- **RECORDS SHOWN**:
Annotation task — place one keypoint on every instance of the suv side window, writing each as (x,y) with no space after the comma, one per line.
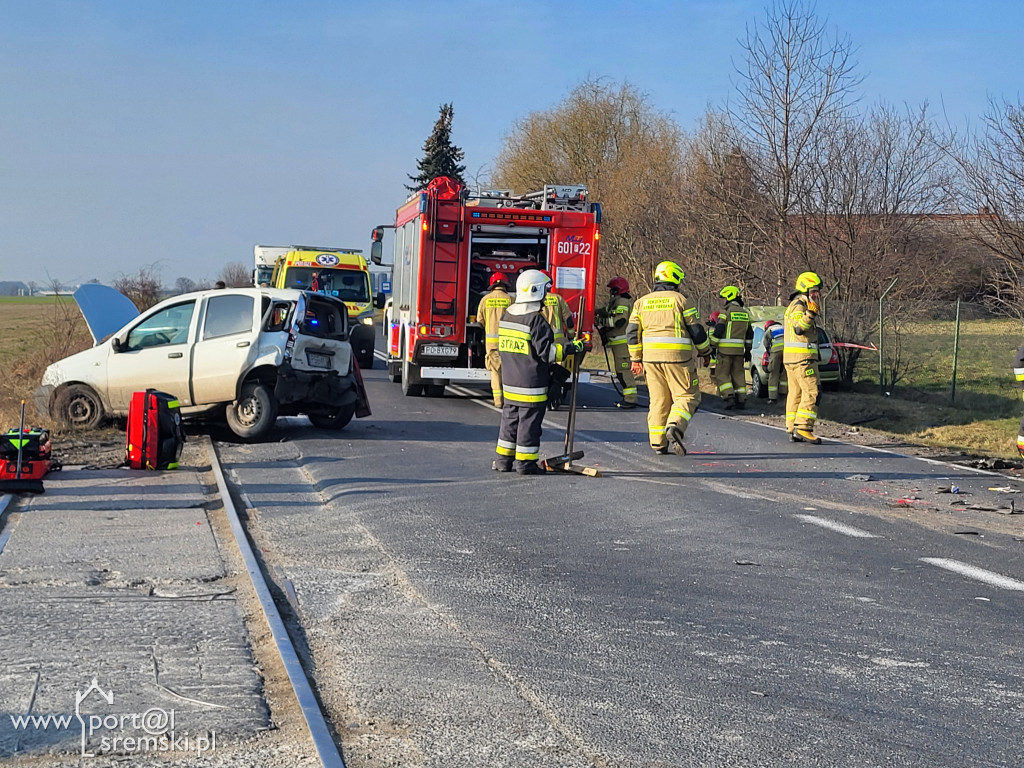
(167,327)
(226,315)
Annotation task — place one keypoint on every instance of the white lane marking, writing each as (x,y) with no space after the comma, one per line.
(973,571)
(837,526)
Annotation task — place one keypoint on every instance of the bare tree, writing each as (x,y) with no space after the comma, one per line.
(237,274)
(610,138)
(796,83)
(143,288)
(184,285)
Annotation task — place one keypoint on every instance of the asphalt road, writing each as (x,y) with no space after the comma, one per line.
(745,605)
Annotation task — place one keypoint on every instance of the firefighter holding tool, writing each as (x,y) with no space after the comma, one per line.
(774,343)
(800,356)
(489,312)
(615,317)
(558,314)
(527,349)
(665,337)
(732,337)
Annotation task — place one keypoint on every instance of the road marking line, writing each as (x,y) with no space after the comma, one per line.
(973,571)
(837,526)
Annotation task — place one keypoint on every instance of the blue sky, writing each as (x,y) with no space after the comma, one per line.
(179,134)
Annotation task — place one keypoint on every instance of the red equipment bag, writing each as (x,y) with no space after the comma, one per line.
(155,434)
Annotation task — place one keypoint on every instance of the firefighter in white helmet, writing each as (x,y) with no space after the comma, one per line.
(527,348)
(732,337)
(559,315)
(665,337)
(489,311)
(800,355)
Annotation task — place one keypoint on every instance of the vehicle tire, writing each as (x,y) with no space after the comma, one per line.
(411,384)
(758,386)
(394,372)
(252,416)
(79,407)
(338,420)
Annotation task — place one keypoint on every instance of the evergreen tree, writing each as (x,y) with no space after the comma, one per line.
(440,157)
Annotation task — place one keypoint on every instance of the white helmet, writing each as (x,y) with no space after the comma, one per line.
(531,285)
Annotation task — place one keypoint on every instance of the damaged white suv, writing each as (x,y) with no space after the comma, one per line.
(253,353)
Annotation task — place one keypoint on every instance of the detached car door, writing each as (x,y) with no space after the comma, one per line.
(155,353)
(226,342)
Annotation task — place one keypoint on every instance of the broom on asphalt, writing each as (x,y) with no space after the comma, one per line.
(18,484)
(563,463)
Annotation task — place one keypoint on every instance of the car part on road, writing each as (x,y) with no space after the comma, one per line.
(563,463)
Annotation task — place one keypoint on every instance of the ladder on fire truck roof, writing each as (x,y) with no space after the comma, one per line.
(552,198)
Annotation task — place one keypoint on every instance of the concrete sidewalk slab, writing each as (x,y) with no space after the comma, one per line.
(123,636)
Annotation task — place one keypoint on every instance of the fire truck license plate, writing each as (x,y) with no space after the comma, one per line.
(318,360)
(441,350)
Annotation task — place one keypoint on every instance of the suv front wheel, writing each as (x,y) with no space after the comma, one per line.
(252,416)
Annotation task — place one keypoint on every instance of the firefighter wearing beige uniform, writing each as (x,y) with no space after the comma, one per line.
(732,337)
(489,312)
(800,355)
(664,337)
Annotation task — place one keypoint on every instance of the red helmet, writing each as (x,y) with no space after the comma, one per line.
(619,286)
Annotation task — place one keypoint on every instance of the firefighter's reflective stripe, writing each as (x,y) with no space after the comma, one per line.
(489,312)
(530,395)
(667,342)
(731,344)
(800,347)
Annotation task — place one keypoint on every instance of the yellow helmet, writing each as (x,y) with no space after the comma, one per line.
(669,271)
(808,282)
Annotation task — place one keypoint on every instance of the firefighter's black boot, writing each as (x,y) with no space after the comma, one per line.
(529,468)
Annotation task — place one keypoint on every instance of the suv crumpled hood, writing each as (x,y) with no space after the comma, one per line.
(107,310)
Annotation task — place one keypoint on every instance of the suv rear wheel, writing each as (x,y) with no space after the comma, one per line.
(252,416)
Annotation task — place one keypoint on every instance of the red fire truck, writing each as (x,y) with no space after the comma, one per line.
(448,243)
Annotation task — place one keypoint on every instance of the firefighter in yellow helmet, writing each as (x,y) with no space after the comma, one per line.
(800,355)
(559,316)
(614,318)
(664,338)
(527,348)
(732,337)
(489,311)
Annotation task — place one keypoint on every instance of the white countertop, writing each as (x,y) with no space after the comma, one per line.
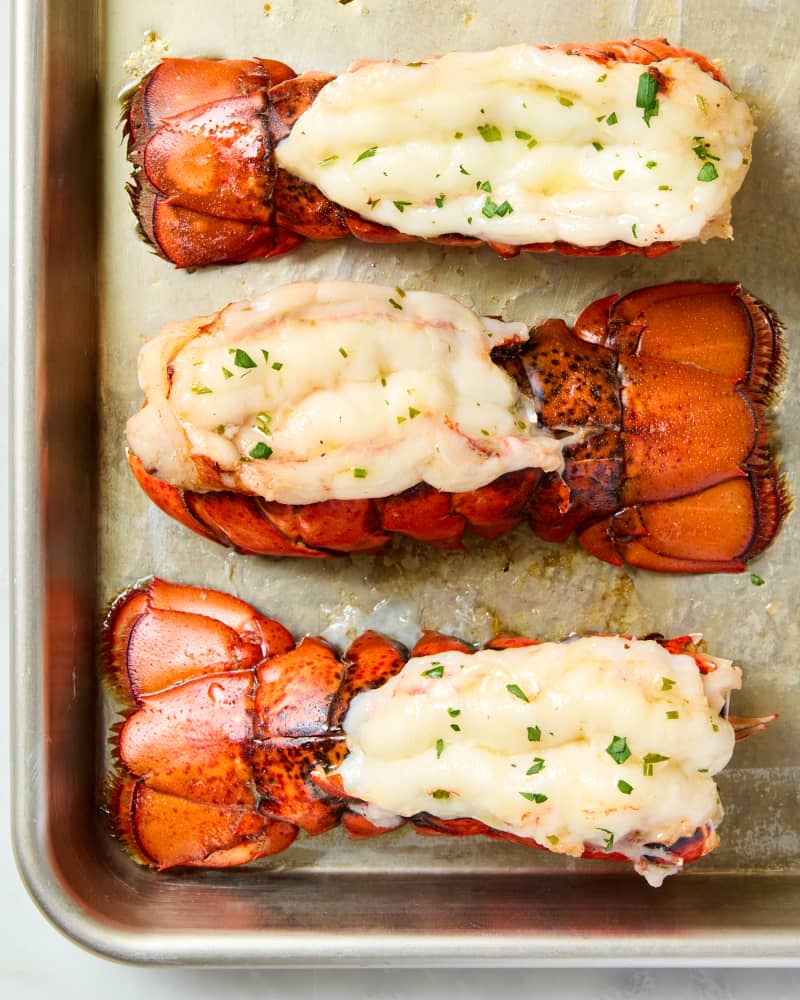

- **PROBLEM DETAILS**: If an entry contains an image, skip the image and return the rest of the listing unchanged.

- **EXERCISE RESULT**:
Annotation task — place one keypoint on every instance of the suv side window, writing each as (x,y) with no space after the comma, one per line.
(167,327)
(226,315)
Annotation task — place one keypoint on every instance of the white lane marking, writing each as (x,y) with no space after the comma, one per line.
(973,571)
(837,526)
Annotation task — place one keypoint on every instance of the bare tree, writing each as (x,y) with no space after the comma, one per line.
(237,274)
(610,138)
(796,83)
(143,288)
(184,285)
Annotation task — place one keypoint on every instance of the asphalt road, writing each as (x,y) with no space after the comma, one per line.
(745,605)
Annotation task — place one keypoint on every instance of the firefighter holding tool, writing each as (x,y) with no space after the comma, one per line.
(774,343)
(800,356)
(489,312)
(615,317)
(558,314)
(527,349)
(665,337)
(732,337)
Annotation task — place one keypoint on every instance of the road marking line, writing each as (x,y) with no space after the comma, one per line.
(973,571)
(837,526)
Annotation task — place one keypoint on every instance of the blue sky, writing each as (x,y) with no space after the comma, one per line.
(179,134)
Annotation task — place one keypoint on every instance of the red equipment bag, writing each as (x,y) with no space after the comma, one per line.
(155,434)
Annotation task — place one keypoint on every instance of the firefighter in white helmet, writing each as (x,y) with no space after the comma, one per line.
(527,348)
(732,337)
(559,315)
(665,337)
(489,311)
(800,355)
Annotation task — place one keypoint on every instance of the vehicle tire, writing each as (x,y) with no space after the comma, one per line.
(411,384)
(758,386)
(394,372)
(252,416)
(79,407)
(338,420)
Annotation task — place one keypoint on every instance of the evergreen tree, writing each as (x,y) with no space after the comma, one per line.
(440,157)
Annotation task — place one keypoint on every instance of the white helmet, writing each as (x,y) with no space after the comma, one per line.
(531,285)
Annotation task — place one keypoint on every instance of the damaged white suv, writing each as (x,y) with no space after the comma, one per line.
(253,353)
Annotation task — place one keypoint on every instance of the detached car door, writing each as (x,y) with no space after the comma, one per line.
(155,353)
(226,342)
Annotation task — place one keypoint on every instance of the broom on asphalt, writing each as (x,y) with no space after the comma, one per line.
(18,484)
(563,463)
Annotation task — place one keypoint on every instance of the car part on road, writing each as (x,y) with no space after the comma, one per line.
(563,463)
Annotation task — place one keypoint on every instance of the ladder on fire truck roof, writing each as (x,y) with no space after the comma, one per line.
(552,198)
Annotation task — place one keypoint on every instance of the concrete sidewalk slab, writing each as (x,y) with no space after the comma, one per line.
(123,636)
Annotation task — place one keypoint on every instance of the fire truck license plate, writing each as (x,y) with no space after the comma, one per line.
(318,360)
(441,350)
Annotation task — place one keypoint on every instance of the suv front wheel, writing each as (x,y) with no space after the comma, one per line.
(252,416)
Annotation task — place one keypoint on every instance of the firefighter wearing beige uniform, writing each as (x,y) with no space after the comma, one per line.
(732,337)
(489,312)
(800,355)
(664,337)
Annotation task — place one keypoint on every instance of the red helmet, writing each as (x,y) with no space after the comma, one per line.
(619,286)
Annotation task — place one keypoint on every instance of the firefighter's reflective stripe, writing each as (x,y) with no space after the comma, one per line.
(489,312)
(530,395)
(667,342)
(731,344)
(800,347)
Annotation task — place one keypoint on every instance of the yellow helmet, writing each as (x,y) with no space after the comma, one per line.
(669,271)
(808,282)
Annotation task — place one keypoint on every instance of the firefighter's black boot, writing each as (x,y) with no space after the comma, one per line.
(529,468)
Annotation task — place one keypoint on every instance of the suv crumpled hood, writing each as (x,y) with no space after the comma, one per line.
(107,310)
Annotation task — place one keypoint on every instance of the suv rear wheel, writing each as (x,y) with no space after the comma, one per line.
(252,416)
Annotation task — place one keypoint on every instance of the red fire truck, writing each as (x,y) with no space after the comma, one per line.
(448,243)
Annotation task — place one keypoint on every instance of the firefighter in yellow helmet, writing each as (x,y) with no space after the comma, one per line.
(800,355)
(559,316)
(614,318)
(664,338)
(527,348)
(732,337)
(489,311)
Annotation task — place one keypoint on every instance of the white countertop, writing each as (x,y) with no space after the comma, one per line.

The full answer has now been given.